What you should do:
Output all of the entries below precisely as written.

Exercise input:
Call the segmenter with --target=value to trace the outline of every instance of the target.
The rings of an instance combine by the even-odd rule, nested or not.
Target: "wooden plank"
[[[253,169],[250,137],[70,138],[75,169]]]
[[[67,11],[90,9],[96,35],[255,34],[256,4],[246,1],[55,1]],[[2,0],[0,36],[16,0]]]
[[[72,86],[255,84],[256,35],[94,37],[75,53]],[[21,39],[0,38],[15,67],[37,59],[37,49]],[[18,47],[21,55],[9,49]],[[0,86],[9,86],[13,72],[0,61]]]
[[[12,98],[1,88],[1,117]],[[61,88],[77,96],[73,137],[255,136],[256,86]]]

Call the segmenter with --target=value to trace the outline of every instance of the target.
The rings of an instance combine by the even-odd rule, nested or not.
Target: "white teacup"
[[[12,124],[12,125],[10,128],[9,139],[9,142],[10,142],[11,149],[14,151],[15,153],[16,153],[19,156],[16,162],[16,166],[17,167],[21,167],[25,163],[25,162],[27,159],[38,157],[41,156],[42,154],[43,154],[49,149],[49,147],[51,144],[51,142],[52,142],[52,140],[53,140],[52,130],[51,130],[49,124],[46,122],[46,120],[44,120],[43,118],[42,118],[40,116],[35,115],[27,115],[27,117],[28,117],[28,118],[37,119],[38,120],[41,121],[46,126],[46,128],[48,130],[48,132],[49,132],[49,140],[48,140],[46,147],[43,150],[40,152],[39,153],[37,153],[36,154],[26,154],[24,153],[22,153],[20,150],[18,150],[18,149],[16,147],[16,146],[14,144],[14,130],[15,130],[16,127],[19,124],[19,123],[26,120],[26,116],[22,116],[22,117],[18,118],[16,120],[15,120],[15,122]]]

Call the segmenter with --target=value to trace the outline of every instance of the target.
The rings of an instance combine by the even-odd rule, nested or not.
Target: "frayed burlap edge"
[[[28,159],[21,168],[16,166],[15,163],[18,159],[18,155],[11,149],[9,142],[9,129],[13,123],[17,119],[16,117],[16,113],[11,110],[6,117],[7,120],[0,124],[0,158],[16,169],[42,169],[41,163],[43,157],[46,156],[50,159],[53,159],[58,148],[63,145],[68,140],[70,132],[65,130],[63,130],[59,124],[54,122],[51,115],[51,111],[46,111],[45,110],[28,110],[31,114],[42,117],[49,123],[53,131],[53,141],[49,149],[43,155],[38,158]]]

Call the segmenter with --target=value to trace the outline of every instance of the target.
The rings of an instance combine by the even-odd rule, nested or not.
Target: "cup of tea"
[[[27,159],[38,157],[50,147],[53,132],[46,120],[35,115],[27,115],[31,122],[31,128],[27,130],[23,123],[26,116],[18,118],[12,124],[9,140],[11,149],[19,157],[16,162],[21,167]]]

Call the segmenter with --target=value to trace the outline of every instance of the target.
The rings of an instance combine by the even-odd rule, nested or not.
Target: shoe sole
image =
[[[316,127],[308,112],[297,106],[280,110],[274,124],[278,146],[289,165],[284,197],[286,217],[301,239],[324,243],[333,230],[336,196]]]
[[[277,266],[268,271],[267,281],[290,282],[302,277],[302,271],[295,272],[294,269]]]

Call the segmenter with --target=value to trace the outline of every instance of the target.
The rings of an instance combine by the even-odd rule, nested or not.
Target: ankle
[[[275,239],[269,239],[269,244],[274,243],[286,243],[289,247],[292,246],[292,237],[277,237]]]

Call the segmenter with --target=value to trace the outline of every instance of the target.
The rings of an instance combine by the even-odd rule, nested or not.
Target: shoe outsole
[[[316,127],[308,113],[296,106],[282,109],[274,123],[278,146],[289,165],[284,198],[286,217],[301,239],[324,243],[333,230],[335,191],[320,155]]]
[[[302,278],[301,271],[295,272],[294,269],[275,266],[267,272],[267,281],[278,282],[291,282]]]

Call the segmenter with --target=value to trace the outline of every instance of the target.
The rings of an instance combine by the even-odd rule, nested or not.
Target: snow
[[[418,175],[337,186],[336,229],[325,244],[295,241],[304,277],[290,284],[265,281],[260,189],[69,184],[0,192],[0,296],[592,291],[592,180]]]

Answer to the task:
Call the segmenter with --target=value to trace the outline of every instance of the target.
The rings of an instance combine by the even-odd rule, nested or not.
Target: "wooden plank"
[[[253,169],[250,137],[70,138],[75,169]]]
[[[67,11],[90,9],[96,35],[255,34],[256,4],[246,1],[55,1]],[[2,0],[0,36],[16,0]]]
[[[72,86],[255,84],[256,35],[94,37],[75,53]],[[21,39],[0,38],[15,67],[37,59],[37,49]],[[18,47],[21,55],[9,49]],[[0,86],[9,86],[13,72],[0,61]]]
[[[12,98],[1,88],[1,117]],[[61,88],[77,96],[73,137],[255,136],[256,86]]]

Call the segmenter with --target=value to trace the outline of every instance of the target.
The rings of an instance combine by the even-odd rule, nested or not.
Target: "white teacup"
[[[12,124],[12,125],[10,128],[9,139],[9,142],[10,142],[11,149],[14,151],[15,153],[16,153],[19,156],[16,162],[16,166],[17,167],[21,167],[25,163],[25,162],[27,159],[38,157],[41,156],[42,154],[43,154],[49,149],[49,147],[51,144],[51,142],[52,142],[52,140],[53,140],[52,130],[51,130],[49,124],[46,122],[46,120],[44,120],[43,118],[42,118],[40,116],[35,115],[27,115],[27,117],[28,117],[28,118],[37,119],[38,120],[41,121],[46,126],[46,128],[48,130],[48,132],[49,132],[49,140],[48,140],[46,147],[43,150],[40,152],[39,153],[37,153],[36,154],[26,154],[24,153],[22,153],[20,150],[18,150],[18,149],[16,147],[16,146],[14,144],[14,130],[15,130],[16,127],[19,124],[19,123],[26,120],[26,116],[22,116],[22,117],[18,118],[16,120],[15,120],[15,122]]]

Call the segmenter with --target=value to trace the outline of every instance of the target.
The rings of an instance combine by the even-odd rule, nested or not.
Target: "frayed burlap edge"
[[[28,159],[21,168],[16,166],[15,163],[18,159],[18,155],[11,149],[9,142],[9,129],[13,123],[17,119],[16,117],[16,113],[11,110],[6,117],[7,120],[0,124],[0,158],[16,169],[42,169],[41,163],[43,157],[46,156],[50,159],[53,159],[58,148],[63,145],[68,140],[70,132],[65,130],[63,130],[59,124],[54,122],[51,115],[51,111],[46,111],[45,110],[28,110],[31,114],[42,117],[49,123],[53,131],[53,141],[49,149],[43,155],[38,158]]]

Call the segmenter with --target=value to trace the outline of every instance of the target.
The rings of an instance combine by the even-odd rule, nested or not.
Target: "cup of tea"
[[[27,159],[38,157],[50,147],[53,132],[46,120],[35,115],[27,115],[31,122],[31,128],[27,130],[23,123],[26,116],[18,118],[12,124],[9,140],[11,149],[19,157],[16,162],[21,167]]]

Call the segmenter with --target=value to trace the outline of every instance of the target.
The rings of an instance combine by the even-odd rule, nested or not.
Target: shoe sole
image =
[[[316,127],[308,112],[297,106],[280,110],[274,124],[278,146],[289,165],[284,197],[286,217],[301,239],[324,243],[333,230],[336,196]]]
[[[277,266],[268,271],[267,281],[290,282],[302,277],[302,271],[295,272],[294,269]]]

Call the segmenter with --target=value to trace the outline of every instance of the target.
The rings of an instance combine by the even-odd rule, nested or not.
Target: ankle
[[[275,239],[269,239],[269,244],[274,243],[286,243],[289,247],[292,246],[292,237],[277,237]]]

Call the segmenter with --target=value to trace the outline of every instance of the target.
The rings of an instance combine by the even-odd rule, nested or not.
Target: shoe outsole
[[[316,127],[308,113],[296,106],[282,109],[274,123],[278,146],[289,165],[284,198],[286,217],[301,239],[324,243],[333,230],[335,191],[320,155]]]
[[[302,278],[301,271],[295,272],[294,269],[275,266],[267,272],[267,281],[278,282],[291,282]]]

Call the segmenter with --target=value to trace the outline of every instance of the target.
The rings of an instance combine by the even-odd rule, nested or not.
Target: snow
[[[418,175],[337,186],[336,229],[325,244],[295,241],[304,277],[290,284],[265,281],[260,189],[69,184],[0,192],[0,296],[592,291],[592,180]]]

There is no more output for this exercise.